Tricky. Rosa Klebb. [From Russia with Love.]
Best Bond girl?
Gala Brand. No, no, I can't. Pussy Galore. [Moonraker; Goldfinger.]
Favourite line?
“No, Mr. Bond, I expect you to die.” Although that’s only in the film of Goldfinger. I could say ‘the bitch is dead’ [Casino Royale] or ‘hell is here’. That's a great line and it's a great moment in a book. And it's very quintessential Fleming. [Bond misreads an advertising billboard that proclaims ‘Shell Is Here.’]
Favourite scene?
Probably the centipede in Dr No.
Favourite title?
You Only Live Twice. Hardest thing to emulate. The hardest thing in the world is to get the titles. I have spent hours of my life trying to work out how to do a Bond title. I think the films have got themselves tangled up with words like ‘die’ and ‘tomorrow’ and ‘yesterday’.
Trigger Mortis: I thought it was a good title, I'm not so sure anymore. Fleming loved puns. He did love puns. So he might have liked it, but it's not really a Bond title. I think Forever And A Day is actually a much better and stronger title of the two I did. I don't quite know what makes it work.
Fleming borrowed. From Russia with Love is a fantastic title, but at the time there was a pop song called From Paris with Love and he merely took out Paris, put Russia in, and now we have this immortal title. Diamonds Are Forever was a commercial.
He had trouble with titles: The Undertaker's Wind was the original title of Live and Let Die, which is almost a snigger. The Richest Man in the World before you had Goldfinger. I came across one the other day: The Inhuman Element. Classic Fleming – that's a Somerset Maugham story, The Human Element, and he takes The Inhuman Element and therefore you got a title. Didn't use it, but that's how he did it.
- - -
_STATED TASK 1_. Please report how many lines of the records contain the string "corner", matching case exactly, and give only the number.
The interview and the records have nothing to do with each other.
- - -
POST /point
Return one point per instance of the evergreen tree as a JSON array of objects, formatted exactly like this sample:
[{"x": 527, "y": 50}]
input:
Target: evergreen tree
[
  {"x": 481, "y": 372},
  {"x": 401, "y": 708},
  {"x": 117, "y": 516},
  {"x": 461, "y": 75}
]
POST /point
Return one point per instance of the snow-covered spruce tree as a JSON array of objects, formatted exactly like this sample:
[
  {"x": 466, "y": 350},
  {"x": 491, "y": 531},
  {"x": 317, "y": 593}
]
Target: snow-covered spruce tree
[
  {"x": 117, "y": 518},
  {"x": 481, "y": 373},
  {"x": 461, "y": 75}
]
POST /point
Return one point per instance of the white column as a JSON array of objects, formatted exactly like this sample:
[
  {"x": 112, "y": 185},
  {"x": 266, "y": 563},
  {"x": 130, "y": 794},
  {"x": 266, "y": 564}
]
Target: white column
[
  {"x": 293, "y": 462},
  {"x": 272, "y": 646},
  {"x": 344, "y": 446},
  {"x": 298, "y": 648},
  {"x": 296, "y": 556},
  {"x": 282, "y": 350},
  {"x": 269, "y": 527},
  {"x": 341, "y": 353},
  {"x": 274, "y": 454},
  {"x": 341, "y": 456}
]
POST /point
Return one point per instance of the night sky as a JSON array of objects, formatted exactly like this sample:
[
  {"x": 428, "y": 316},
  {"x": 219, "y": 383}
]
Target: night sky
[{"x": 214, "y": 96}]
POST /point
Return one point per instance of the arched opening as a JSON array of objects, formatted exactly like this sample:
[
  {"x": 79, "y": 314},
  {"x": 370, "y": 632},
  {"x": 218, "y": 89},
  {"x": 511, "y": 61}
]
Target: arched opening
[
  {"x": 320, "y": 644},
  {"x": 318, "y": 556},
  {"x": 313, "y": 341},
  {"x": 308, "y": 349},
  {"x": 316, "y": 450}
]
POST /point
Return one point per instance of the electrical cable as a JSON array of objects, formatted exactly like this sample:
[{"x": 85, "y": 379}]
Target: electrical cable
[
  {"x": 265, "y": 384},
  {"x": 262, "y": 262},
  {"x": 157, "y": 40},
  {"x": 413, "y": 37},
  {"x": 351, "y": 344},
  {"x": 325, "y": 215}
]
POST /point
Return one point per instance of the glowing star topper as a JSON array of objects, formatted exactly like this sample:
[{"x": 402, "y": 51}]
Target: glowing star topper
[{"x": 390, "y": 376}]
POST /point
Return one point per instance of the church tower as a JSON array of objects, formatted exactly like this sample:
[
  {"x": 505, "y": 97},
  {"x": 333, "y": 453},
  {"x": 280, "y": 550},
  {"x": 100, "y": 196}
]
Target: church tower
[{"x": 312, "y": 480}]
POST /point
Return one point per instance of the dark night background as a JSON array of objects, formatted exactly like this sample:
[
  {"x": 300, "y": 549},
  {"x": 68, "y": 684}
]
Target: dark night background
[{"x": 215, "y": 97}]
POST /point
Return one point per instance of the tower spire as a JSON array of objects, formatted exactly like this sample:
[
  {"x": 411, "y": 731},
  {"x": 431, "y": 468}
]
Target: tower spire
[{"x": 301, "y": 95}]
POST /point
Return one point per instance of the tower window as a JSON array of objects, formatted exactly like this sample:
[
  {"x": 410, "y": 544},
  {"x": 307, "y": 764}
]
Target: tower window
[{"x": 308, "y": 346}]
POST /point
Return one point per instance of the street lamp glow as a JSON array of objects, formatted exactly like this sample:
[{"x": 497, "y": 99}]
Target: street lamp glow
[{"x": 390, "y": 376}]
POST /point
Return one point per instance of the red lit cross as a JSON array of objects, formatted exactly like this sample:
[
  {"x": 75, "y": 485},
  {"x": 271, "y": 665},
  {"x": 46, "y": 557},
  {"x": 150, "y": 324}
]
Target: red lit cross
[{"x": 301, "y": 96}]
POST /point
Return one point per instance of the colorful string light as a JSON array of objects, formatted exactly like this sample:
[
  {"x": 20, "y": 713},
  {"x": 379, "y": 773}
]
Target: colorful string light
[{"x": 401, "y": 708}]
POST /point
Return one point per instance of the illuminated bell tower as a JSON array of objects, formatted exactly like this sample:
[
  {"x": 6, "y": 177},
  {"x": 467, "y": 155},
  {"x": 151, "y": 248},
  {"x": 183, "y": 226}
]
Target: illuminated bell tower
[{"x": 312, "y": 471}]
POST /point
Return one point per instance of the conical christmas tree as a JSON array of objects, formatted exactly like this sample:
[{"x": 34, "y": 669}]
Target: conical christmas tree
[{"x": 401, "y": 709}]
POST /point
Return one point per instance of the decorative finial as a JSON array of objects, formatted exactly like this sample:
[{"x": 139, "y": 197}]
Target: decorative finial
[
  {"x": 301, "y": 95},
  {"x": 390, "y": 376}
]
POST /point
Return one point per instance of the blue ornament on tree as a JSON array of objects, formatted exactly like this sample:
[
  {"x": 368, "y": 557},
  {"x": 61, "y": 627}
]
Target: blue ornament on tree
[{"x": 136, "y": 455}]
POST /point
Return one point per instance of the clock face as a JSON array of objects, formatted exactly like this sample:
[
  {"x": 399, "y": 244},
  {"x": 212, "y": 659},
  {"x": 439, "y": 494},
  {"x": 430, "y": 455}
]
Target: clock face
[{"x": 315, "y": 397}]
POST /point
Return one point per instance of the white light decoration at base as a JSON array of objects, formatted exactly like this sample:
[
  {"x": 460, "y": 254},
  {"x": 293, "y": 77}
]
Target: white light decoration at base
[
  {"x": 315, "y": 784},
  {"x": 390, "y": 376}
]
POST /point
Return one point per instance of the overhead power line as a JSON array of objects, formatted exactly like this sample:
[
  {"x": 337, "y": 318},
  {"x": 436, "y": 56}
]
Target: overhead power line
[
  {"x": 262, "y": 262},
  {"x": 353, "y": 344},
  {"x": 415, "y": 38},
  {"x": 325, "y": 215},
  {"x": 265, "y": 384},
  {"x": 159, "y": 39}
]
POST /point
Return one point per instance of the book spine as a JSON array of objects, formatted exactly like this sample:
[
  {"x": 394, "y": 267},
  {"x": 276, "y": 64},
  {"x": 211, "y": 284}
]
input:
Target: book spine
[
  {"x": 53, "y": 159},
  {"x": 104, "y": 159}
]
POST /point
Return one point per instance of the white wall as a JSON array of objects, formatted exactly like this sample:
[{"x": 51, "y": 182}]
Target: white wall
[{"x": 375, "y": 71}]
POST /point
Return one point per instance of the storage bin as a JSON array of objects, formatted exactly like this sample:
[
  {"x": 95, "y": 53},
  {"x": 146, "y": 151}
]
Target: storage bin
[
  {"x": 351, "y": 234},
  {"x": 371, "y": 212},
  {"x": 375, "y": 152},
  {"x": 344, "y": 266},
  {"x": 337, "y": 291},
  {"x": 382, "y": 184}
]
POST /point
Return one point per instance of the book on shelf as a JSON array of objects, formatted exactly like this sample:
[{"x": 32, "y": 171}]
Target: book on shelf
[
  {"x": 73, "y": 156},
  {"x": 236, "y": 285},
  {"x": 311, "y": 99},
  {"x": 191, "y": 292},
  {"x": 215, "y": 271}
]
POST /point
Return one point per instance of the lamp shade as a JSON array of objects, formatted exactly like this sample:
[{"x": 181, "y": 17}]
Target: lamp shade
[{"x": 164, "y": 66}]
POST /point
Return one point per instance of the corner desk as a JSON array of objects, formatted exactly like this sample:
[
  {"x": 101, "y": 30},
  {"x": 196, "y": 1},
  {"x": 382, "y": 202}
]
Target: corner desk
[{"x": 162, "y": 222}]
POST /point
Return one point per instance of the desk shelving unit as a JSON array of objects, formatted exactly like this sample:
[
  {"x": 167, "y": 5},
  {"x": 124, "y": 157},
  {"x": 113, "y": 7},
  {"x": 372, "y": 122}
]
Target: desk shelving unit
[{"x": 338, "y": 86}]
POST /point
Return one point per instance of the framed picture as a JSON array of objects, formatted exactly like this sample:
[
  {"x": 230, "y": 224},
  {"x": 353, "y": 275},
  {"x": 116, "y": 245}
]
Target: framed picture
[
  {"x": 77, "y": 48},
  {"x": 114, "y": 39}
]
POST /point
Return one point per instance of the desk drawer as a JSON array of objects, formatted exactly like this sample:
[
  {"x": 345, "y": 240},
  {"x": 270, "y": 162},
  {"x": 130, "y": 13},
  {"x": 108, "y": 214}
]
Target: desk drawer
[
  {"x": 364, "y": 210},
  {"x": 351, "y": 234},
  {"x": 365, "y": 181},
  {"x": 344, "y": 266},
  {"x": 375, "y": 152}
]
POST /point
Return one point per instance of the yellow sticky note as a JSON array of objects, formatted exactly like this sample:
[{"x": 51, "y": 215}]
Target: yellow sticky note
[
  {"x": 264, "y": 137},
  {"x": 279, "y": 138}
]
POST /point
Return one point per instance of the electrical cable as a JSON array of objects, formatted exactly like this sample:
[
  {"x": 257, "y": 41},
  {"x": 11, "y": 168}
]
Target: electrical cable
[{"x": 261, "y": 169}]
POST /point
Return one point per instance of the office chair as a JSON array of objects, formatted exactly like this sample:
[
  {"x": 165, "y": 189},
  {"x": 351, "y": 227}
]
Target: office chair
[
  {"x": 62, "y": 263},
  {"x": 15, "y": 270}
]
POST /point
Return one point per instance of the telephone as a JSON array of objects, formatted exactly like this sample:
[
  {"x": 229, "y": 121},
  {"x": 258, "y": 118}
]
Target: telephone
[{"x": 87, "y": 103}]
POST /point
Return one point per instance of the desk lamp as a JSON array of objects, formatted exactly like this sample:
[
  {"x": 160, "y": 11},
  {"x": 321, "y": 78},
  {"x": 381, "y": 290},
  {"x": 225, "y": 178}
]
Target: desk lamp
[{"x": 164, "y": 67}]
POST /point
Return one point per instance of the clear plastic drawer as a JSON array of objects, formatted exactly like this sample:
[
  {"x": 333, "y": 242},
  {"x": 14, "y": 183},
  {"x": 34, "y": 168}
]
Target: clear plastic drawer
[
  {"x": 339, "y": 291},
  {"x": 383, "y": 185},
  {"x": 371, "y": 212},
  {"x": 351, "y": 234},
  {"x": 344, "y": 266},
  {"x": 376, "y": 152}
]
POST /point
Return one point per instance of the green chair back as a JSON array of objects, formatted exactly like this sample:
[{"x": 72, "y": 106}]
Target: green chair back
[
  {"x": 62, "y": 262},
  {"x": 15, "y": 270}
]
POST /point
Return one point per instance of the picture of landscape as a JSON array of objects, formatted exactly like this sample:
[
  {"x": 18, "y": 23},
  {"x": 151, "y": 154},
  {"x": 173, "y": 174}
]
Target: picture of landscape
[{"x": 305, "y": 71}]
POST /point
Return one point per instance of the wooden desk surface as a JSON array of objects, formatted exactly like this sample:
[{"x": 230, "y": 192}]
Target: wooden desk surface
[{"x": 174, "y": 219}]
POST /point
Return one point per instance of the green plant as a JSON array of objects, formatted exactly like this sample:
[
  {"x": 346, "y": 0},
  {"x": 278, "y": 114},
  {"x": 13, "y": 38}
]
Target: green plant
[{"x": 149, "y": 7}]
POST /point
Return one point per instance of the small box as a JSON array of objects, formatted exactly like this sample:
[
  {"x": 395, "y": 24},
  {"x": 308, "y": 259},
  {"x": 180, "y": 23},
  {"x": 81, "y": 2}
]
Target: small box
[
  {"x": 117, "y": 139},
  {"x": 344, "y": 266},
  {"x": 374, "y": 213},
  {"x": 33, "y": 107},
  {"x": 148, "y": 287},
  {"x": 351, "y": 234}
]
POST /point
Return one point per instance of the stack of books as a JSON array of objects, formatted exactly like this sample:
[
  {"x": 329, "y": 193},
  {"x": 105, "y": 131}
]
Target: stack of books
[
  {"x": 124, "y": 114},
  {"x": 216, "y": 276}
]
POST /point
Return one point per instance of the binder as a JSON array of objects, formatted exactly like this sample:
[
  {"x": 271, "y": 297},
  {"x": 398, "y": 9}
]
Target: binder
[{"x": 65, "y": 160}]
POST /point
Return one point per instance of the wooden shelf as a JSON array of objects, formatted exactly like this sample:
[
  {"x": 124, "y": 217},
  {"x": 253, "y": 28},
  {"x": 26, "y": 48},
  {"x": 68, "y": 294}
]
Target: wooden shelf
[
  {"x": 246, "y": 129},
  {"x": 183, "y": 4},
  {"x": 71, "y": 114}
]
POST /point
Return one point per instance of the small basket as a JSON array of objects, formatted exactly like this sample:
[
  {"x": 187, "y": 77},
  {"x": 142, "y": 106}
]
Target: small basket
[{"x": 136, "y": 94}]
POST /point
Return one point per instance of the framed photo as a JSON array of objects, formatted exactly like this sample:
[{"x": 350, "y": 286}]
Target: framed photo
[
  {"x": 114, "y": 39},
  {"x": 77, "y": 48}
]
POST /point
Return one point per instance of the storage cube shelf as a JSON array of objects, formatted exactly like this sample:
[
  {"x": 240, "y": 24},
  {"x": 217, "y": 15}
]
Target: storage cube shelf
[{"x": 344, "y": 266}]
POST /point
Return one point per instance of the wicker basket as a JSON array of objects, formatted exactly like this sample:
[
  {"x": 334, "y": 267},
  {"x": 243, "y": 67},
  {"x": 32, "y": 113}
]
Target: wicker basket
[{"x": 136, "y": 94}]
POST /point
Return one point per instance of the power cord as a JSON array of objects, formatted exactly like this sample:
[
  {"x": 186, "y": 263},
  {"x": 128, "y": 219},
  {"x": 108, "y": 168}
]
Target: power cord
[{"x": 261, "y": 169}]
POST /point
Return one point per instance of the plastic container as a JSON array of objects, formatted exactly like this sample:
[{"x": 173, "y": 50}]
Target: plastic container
- - -
_STATED TASK 2_. According to the interview, what was the original title of Live and Let Die?

_TASK ANSWER 1_. 2

_TASK ANSWER 2_. The Undertaker's Wind